Problem to work on: Look through the lines below and copy each one that includes "khan".

Extracted entries:
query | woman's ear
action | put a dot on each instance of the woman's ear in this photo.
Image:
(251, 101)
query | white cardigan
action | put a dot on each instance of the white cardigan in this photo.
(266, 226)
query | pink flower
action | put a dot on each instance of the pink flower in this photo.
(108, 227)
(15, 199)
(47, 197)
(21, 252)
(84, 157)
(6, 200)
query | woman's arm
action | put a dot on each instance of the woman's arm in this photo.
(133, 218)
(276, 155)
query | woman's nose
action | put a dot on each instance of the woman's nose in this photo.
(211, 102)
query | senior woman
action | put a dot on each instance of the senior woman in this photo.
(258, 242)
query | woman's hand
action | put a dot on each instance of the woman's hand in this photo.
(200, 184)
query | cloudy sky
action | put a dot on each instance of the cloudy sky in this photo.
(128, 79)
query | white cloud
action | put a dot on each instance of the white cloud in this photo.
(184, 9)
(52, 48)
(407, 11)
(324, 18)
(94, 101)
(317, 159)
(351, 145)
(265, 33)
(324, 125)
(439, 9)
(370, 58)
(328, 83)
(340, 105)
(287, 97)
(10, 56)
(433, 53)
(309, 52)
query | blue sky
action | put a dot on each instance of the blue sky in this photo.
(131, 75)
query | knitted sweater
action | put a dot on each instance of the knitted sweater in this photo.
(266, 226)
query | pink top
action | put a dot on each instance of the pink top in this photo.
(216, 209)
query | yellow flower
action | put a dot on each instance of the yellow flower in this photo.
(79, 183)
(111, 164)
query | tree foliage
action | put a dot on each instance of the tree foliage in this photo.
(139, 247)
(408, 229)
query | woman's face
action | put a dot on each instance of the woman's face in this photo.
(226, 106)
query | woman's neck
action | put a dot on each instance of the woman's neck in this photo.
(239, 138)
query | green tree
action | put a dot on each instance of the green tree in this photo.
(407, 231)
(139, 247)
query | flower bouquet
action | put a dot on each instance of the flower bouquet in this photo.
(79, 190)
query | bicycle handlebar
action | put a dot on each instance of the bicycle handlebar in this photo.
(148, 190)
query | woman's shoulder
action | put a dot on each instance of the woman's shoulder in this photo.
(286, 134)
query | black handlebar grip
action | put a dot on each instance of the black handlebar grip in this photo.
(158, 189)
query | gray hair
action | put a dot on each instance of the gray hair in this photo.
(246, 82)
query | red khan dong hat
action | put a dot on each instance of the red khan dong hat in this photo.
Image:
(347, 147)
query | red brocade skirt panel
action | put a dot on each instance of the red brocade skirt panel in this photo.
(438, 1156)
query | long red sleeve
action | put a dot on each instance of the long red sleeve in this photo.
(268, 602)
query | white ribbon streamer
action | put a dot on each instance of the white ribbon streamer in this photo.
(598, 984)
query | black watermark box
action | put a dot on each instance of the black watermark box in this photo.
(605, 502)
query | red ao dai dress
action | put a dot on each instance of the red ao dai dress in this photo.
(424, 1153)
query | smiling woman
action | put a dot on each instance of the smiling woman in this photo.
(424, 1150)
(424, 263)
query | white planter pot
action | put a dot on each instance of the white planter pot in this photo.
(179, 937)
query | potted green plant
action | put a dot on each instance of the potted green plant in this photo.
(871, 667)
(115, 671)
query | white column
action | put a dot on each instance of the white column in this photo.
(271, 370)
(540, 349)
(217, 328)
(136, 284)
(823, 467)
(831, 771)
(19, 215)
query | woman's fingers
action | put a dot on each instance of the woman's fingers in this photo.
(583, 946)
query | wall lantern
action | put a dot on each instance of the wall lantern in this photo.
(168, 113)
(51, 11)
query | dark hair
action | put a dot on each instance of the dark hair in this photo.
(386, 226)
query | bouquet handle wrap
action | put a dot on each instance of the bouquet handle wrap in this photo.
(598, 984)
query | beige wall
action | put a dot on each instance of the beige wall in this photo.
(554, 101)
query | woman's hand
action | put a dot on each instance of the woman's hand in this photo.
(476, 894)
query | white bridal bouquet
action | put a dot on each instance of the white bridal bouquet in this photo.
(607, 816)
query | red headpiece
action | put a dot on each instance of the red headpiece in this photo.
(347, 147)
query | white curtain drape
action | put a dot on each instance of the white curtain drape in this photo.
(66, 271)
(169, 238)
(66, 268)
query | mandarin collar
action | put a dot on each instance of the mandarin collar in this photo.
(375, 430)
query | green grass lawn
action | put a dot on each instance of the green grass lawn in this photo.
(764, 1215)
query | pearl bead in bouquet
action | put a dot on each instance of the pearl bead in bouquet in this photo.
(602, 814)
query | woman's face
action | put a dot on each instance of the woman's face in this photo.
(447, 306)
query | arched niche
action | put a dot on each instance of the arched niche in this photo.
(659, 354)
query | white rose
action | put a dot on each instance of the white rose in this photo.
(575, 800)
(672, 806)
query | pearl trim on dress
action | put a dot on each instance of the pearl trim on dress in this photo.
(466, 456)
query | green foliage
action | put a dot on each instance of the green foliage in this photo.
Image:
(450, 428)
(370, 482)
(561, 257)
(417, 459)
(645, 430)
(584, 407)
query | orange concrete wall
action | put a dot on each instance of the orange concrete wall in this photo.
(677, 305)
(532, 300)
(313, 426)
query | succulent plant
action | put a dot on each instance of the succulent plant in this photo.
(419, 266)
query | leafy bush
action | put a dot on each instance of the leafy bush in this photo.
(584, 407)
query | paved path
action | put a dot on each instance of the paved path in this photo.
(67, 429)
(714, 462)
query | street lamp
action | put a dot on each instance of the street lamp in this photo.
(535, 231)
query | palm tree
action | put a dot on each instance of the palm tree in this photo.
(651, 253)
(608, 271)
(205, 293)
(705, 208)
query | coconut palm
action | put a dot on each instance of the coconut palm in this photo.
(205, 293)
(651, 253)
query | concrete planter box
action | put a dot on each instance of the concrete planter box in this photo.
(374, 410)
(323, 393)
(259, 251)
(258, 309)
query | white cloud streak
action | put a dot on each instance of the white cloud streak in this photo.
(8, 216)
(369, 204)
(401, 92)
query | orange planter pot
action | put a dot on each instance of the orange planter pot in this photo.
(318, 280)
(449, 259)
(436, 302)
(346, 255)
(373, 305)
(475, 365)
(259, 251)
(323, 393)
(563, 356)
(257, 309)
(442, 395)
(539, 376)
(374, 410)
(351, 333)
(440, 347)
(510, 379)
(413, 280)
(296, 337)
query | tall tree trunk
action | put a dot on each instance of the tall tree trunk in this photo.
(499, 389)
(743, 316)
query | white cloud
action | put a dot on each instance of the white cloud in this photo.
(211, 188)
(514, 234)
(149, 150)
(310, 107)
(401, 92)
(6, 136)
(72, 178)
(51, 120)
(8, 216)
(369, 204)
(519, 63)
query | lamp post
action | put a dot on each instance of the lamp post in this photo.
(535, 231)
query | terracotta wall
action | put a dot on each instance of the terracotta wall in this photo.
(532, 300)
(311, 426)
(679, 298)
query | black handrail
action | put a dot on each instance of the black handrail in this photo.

Exercise solution:
query | red khan dong hat
action | put a dot on each instance of the red khan dong hat in this photo.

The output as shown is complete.